COMPLETE THE FOLLOWING »
(a) From the passage on transgenic plants, copy the stretch from "The present inventors" through "novel Arabidopsis promoters.".
(b) Which promoter does the passage on transgenic plants name as a widely used example of a constitutive promoter?

***** READING PASSAGE *****

Transformation of T0 plants was performed by inverting each plant into an Agrobacterium suspension such that the above ground plant tissue was submerged for 3-5 seconds. Each inoculated T0 plant was immediately placed in a plastic tray, then covered with clear plastic dome to maintain humidity and was kept in the dark at room temperature for 18 hours to facilitate infection and transformation. Transformed (transgenic) plants were then uncovered and transferred to a greenhouse for recovery and maturation. The transgenic T0 plants were grown in the greenhouse for 3-5 weeks until siliques were brown and dry, then seeds were harvested from plants and kept at room temperature until sowing.
For generating T1 and T2 transgenic plants harboring the genes, seeds collected from transgenic T0 plants were surface-sterilized by soaking in 70% ethanol for 1 minute, followed by soaking in 5% sodium hypochlorite and 0.05% triton for 5 minutes. The surface-sterilized seeds were thoroughly washed in sterile distilled water then placed on culture plates containing half-strength Murashig-Skoog (Duchefa); 2% sucrose; 0.8% plant agar; 50 mM kanamycin; and 200 mM carbenicylin (Duchefa). The culture plates were incubated at 4° C. for 48 hours then transferred to a growth room at 25° C. for an additional week of incubation. Vital T1 Arabidopsis plants were transferred to a fresh culture plates for another week of incubation. Following incubation the T1 plants were removed from culture plates and planted in growth mix contained in 250 ml pots. The transgenic plants were allowed to grow in a greenhouse to maturity. Seeds harvested from T1 plants were cultured and grown to maturity as T2 plants under the same conditions as used for culturing and growing the T1 plants.
Constitutive promoters allow continuous expression of genes regulated thereby throughout the plant. A widely used example for a constitutive promoter is the CaMV35S promoter from cauliflower mosaic virus (SEQ ID NO:777).
One of the important requirements for an engineered plant is to activate the gene-of-interest in the right tissue or organ, and/or at the appropriate time (e.g., a certain developmental stage, under certain environmental conditions). For example, in order to influence a unique tissue such as seed, the gene-of-interest may be induced for expression (activated) at a certain developmental stage such as pre embryo fertilization, post fertilization, early or late embryogenesis. For example, to improve yield and/or oil content of a plant, the expression of the gene-of-interest may be regulated by a promoter having an expression pattern appropriate for seed development. Thus, the combination of a target gene with specific promoters such as developmental specific promoter (such as seed, carpel, stem, seedling) may increase the desired effect of the gene (e.g., improve yield and/or oil content) and may avoid undesired influence of the gene on other biological processes in other tissues, for example, cell structure, plant architecture.
The present inventors have isolated and validated novel developmental specific promoters from different stages of plant development and/or plant tissues, having different levels of gene expression. The following description summarizes the process of selection and cloning of the novel Arabidopsis promoters.

***** DATA SUPPLIED *****

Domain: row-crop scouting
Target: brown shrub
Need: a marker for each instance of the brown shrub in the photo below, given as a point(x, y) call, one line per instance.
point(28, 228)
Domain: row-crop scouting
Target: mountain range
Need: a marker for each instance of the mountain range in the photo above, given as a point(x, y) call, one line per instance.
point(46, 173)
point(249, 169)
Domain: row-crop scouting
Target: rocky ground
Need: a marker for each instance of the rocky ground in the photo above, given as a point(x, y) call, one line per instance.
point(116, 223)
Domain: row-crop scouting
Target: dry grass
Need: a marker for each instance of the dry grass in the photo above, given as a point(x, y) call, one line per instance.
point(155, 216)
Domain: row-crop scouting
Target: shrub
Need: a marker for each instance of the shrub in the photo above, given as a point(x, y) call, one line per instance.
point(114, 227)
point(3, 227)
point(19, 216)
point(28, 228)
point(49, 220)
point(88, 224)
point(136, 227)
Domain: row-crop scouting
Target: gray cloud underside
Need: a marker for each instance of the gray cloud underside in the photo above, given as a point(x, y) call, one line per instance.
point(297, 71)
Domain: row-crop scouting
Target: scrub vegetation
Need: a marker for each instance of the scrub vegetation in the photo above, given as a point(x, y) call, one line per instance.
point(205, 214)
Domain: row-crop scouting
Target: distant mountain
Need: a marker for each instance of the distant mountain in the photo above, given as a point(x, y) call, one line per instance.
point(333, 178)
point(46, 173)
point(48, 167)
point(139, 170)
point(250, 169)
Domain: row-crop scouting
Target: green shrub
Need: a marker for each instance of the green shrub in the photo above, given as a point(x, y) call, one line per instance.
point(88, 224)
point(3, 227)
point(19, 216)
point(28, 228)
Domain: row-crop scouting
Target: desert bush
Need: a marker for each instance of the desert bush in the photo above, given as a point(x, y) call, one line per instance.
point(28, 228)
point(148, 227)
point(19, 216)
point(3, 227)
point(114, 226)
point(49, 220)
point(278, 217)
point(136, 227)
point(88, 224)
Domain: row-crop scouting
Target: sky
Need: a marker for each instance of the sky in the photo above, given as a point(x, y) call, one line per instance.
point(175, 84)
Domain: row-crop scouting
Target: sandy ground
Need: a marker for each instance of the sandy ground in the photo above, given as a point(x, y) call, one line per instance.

*****

RESPONSES FOR EACH TASK »
(a)
The present inventors have isolated and validated novel developmental specific promoters from different stages of plant development and/or plant tissues, having different levels of gene expression. The following description summarizes the process of selection and cloning of the novel Arabidopsis promoters.

(b) The CaMV35S promoter from cauliflower mosaic virus.